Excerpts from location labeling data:
^^^^^^^^
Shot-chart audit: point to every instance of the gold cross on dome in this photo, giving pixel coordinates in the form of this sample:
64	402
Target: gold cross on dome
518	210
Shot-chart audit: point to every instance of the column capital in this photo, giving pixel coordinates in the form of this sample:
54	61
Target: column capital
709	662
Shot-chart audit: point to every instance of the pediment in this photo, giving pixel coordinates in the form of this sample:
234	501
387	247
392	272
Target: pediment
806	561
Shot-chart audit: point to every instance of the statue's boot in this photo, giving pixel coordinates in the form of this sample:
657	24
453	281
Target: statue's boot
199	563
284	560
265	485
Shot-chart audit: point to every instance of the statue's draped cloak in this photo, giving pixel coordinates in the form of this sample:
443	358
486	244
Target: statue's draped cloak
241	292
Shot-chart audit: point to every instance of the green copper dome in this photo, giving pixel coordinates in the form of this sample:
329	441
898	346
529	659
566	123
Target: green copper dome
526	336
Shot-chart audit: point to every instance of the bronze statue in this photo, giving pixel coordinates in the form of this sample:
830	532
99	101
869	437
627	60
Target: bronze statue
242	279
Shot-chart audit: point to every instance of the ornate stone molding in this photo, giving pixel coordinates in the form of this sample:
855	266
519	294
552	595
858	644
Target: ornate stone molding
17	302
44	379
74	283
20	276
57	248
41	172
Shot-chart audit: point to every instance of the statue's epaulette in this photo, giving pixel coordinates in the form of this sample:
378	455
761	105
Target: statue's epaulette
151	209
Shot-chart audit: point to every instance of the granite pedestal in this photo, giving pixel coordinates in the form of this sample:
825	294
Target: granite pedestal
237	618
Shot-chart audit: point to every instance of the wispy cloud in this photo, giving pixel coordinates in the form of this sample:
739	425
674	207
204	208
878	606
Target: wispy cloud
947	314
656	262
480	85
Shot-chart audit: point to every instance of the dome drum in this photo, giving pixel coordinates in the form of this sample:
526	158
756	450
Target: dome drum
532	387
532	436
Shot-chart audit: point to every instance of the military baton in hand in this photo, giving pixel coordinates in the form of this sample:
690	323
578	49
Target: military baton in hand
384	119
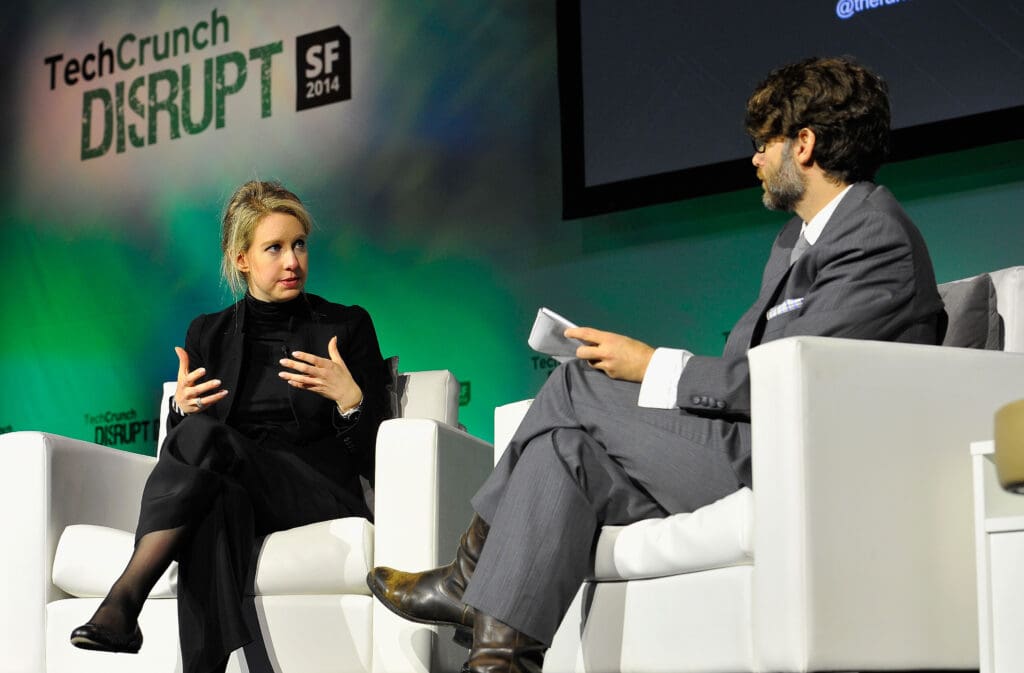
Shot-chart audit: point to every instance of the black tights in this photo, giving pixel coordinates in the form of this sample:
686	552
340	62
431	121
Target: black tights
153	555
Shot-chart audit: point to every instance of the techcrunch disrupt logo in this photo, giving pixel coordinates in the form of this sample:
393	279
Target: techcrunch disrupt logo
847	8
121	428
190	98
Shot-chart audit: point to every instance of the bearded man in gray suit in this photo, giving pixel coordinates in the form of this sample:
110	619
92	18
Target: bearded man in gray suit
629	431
^^^^^^^^
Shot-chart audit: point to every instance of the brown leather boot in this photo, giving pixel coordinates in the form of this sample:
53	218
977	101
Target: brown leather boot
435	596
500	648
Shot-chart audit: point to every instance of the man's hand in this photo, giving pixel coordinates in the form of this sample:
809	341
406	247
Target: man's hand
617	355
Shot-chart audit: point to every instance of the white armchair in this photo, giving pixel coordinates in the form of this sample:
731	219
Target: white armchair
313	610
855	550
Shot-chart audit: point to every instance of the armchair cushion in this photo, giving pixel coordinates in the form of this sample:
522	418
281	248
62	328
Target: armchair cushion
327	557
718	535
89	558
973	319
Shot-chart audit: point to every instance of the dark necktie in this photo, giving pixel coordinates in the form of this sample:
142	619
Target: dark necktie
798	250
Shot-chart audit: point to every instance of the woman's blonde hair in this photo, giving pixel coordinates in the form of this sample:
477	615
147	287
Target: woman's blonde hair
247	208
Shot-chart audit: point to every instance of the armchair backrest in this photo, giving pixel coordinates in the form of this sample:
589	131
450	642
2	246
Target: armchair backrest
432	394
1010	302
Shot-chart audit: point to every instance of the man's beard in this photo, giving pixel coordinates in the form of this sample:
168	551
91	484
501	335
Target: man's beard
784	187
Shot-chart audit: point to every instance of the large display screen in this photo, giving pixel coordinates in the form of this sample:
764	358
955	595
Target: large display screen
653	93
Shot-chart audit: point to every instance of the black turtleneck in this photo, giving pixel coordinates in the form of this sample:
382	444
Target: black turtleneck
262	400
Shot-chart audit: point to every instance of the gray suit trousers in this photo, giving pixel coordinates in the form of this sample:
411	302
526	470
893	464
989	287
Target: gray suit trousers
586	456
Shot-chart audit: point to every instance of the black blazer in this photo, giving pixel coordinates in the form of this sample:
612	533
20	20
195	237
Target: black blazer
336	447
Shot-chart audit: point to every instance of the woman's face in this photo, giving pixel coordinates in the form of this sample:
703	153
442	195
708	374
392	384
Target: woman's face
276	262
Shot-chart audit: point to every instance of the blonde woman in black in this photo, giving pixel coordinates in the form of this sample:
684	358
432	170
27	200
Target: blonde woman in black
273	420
^^^^^^^^
TASK DESCRIPTION> Identify every line of the entries above that contains the string "bronze", and copy each of those lines. Case counts, so match the capitalization precisely.

OUTPUT BELOW>
Shot-chart audit: point to every instance of the bronze statue in this photo, giving pixel coordinates in the form of this sample:
Target: bronze statue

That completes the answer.